- Written request 1 -
Translate this sentence from the text on Khrushchev into Spanish: "He was offered the reduced position of minister of agriculture."
********
Page 1021 Stalin's 1948 "Short Biography" is an expression of most dissolute flattery, making a man into a god, transforming him into an infallible sage, "the greatest leader and most sublime strategist of all times and nations." We need not give examples of the loathsome adulation filling this book. They were all approved and edited by Stalin personally. He added "Although he performed his task of leader of the people with consummate skill and enjoyed the unreserved support of the whole Soviet people, Stalin never allowed his work to be marred by the slightest hint of vanity, conceit, or self-adulation." I'll cite one more insertion by Stalin: "Comrade Stalin's genius enabled him to divine the enemy's plans and defeat them. The battles in which Comrade Stalin directed the Soviet armies are brilliant examples of operational military skill." "
Page 1022 By directing all the criticism of Stalin personally, he exculpated himself and the other Bolshevik survivors who were fully as guilty as Stalin was - guilty not merely because they acquiesced in Stalin's atrocities from fear, as admitted in Khrushchev's speech, but because they fully cooperated with him. A study of Khrushchev's life shows that he defended Stalin's acts which caused the deaths of millions. The fault was not merely with Stalin; it was with the system, it was with Russia. The more completely total and irresponsible power is concentrated in one man's hands, the more frequently will a monster of sadism be produced. The very structure of Russian life drove Khrushchev, as it had driven Stalin, to concentrate all power in his own hands. Neither man could relax halfway to power for fear that someone else would continue on, seeking the peak of power. The basis of the whole system was fear and like all neurotic drives in a neurotic system, such fear could not be overcome even by achievement of total power. That is why it grows into paranoia as it did with Ivan the Terrible, Peter the Great, Paul I, Stalin and others.
Page 1031 Having failed to block Khrushchev's economic plans, his rivals in the Presidium were reduced to a last resort, they had to get rid of the man himself. At a Presidium meeting on June 18, 1957, the motion was made to remove Khrushchev as the first party secretary. The discussion grew violent with Malenkov and Molotov attaching and Khrushchev defending himself. He was accused of practicing a "cult of personality" and of economic mismanagement. The vote was 7-4 against him with Mikoyan, Kirichenko and Suslov his only supporters. He was offered the reduced position of minister of agriculture.
Page 1032 Khrushchev refused to accept the result, denying that the Presidium had the authority to remove a first secretary, and appealing to the Central Committee. The members of this larger group joined in the discussions as they arrived while Khrushchev's supporters sought to delay the vote until his men could come in from the provinces. Marshall Zhukov provided planes to bring in the more distant ones. The discussion became bitter when Zhukov threatened to produce evidence that Malenkov and Molotov had been deeply involved in the bloody purges of 1937. Madame Furtseva, an alternate member of the Presidium, filibustered with a speech for six hours. Eventually, there were 309 members present. When the vote was finally taken, Khrushchev's supporters voted for him solidly and his removal, already voted by the Presidium, was reversed. Khrushchev at once counterattacked. He moved and carried the expulsion from the Presidium of Malenkov, Molotov, Kaganovich and Shepilov for "anti-party" activities. Then came the election of a new Presidium with fifteen full members instead than the previous eleven, and nine alternates instead of the previous six. This change was Khrushchev's most smashing personal victory and the most significant event in Russia's internal history. It led Khrushchev to a position of political power more complete than Stalin's had been although it was clear that Khrushchev would never be allowed to abuse his power the way Stalin had done.
********
- Written request 2 -
Output the lines of the records from the line containing "Isolate each white stripe" through the line containing "[149,142,265,254]", both included, with no changes.

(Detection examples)
********
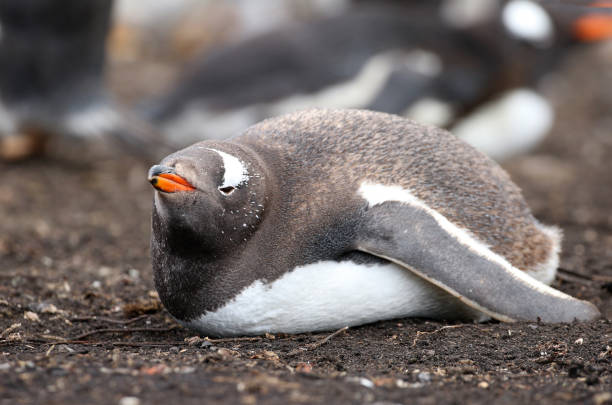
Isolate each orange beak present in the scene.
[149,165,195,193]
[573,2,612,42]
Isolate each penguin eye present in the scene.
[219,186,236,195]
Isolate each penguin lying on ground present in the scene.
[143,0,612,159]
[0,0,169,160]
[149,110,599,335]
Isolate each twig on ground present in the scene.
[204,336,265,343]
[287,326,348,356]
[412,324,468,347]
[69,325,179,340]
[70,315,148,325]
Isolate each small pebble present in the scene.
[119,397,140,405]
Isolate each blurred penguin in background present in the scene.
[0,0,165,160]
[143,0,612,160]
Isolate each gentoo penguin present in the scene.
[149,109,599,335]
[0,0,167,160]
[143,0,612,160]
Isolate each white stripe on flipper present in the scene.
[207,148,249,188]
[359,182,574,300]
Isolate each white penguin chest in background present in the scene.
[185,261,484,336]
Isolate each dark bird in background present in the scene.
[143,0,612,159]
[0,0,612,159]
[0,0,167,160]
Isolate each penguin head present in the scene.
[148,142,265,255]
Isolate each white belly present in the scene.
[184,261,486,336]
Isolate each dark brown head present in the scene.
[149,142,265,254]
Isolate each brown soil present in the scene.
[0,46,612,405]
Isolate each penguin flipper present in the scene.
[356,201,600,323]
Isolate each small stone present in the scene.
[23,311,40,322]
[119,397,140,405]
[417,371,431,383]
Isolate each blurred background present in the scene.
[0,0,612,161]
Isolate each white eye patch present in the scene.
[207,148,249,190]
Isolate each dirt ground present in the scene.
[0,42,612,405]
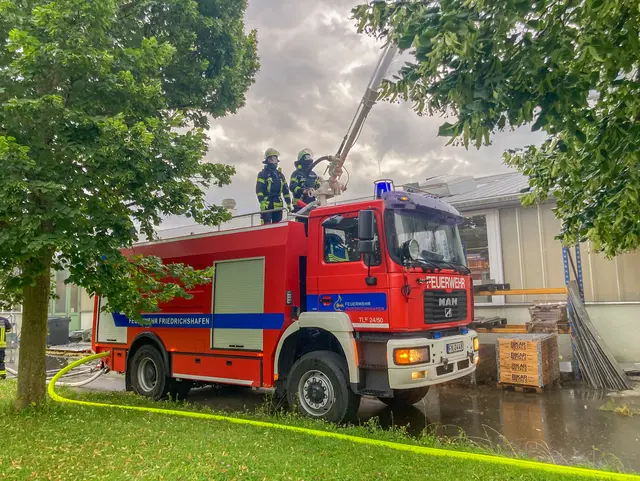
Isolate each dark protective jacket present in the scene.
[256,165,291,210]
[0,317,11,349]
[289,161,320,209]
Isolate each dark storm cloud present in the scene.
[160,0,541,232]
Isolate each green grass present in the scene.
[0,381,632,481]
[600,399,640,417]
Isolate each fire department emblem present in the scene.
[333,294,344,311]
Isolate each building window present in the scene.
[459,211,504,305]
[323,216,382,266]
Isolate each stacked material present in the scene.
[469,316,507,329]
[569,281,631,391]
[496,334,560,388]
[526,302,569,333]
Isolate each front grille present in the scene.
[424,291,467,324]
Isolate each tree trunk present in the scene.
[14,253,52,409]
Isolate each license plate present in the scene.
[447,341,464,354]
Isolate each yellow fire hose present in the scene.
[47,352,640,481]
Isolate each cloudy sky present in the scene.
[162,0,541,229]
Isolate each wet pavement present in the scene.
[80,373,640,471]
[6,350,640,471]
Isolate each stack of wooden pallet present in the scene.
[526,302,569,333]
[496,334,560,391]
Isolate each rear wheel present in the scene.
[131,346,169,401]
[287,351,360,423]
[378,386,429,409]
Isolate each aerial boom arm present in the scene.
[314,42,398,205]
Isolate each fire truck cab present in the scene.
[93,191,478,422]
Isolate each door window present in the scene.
********
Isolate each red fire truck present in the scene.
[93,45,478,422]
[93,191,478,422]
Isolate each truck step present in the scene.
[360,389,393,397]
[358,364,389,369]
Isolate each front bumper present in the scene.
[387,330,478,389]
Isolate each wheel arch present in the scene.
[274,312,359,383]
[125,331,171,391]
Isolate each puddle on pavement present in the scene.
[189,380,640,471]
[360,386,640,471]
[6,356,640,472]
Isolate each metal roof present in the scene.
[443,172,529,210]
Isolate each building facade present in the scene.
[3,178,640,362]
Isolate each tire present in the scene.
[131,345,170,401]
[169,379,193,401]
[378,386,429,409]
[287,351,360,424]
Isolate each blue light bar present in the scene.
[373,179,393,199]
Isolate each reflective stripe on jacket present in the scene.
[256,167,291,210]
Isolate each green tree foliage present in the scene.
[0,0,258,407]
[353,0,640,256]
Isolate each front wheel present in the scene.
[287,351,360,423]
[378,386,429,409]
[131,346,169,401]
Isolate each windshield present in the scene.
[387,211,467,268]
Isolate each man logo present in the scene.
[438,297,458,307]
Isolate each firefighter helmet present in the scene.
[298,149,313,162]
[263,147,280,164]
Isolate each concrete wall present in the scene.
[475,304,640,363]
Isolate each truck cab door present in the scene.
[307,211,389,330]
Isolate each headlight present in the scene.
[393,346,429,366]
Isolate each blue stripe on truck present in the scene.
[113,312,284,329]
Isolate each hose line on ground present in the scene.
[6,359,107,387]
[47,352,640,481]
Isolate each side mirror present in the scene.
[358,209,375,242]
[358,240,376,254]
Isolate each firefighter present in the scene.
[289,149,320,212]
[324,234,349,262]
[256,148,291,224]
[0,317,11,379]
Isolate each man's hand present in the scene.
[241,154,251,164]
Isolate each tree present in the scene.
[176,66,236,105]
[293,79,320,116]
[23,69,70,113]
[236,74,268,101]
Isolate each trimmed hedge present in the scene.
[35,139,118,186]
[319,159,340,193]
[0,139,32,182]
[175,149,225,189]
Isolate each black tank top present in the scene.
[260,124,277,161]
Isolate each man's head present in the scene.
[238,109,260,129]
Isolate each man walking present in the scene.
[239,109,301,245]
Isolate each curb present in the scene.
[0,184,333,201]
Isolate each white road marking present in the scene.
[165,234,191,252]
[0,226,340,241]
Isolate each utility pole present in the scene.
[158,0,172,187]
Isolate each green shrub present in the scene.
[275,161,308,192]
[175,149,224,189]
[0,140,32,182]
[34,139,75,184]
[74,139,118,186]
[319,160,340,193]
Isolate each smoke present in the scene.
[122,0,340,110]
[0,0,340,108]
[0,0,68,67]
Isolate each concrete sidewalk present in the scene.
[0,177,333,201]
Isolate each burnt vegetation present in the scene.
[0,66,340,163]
********
- Written solution 1 -
Le ofrecieron el cargo inferior de ministro de agricultura.

- Written solution 2 -
Isolate each white stripe on flipper present in the scene.
[207,148,249,188]
[359,182,574,300]
Isolate each white penguin chest in background present in the scene.
[185,261,484,336]
Isolate each dark bird in background present in the scene.
[143,0,612,159]
[0,0,612,159]
[0,0,167,160]
Isolate each penguin head present in the scene.
[148,142,265,255]
Isolate each white belly present in the scene.
[184,261,486,336]
Isolate each dark brown head present in the scene.
[149,142,265,254]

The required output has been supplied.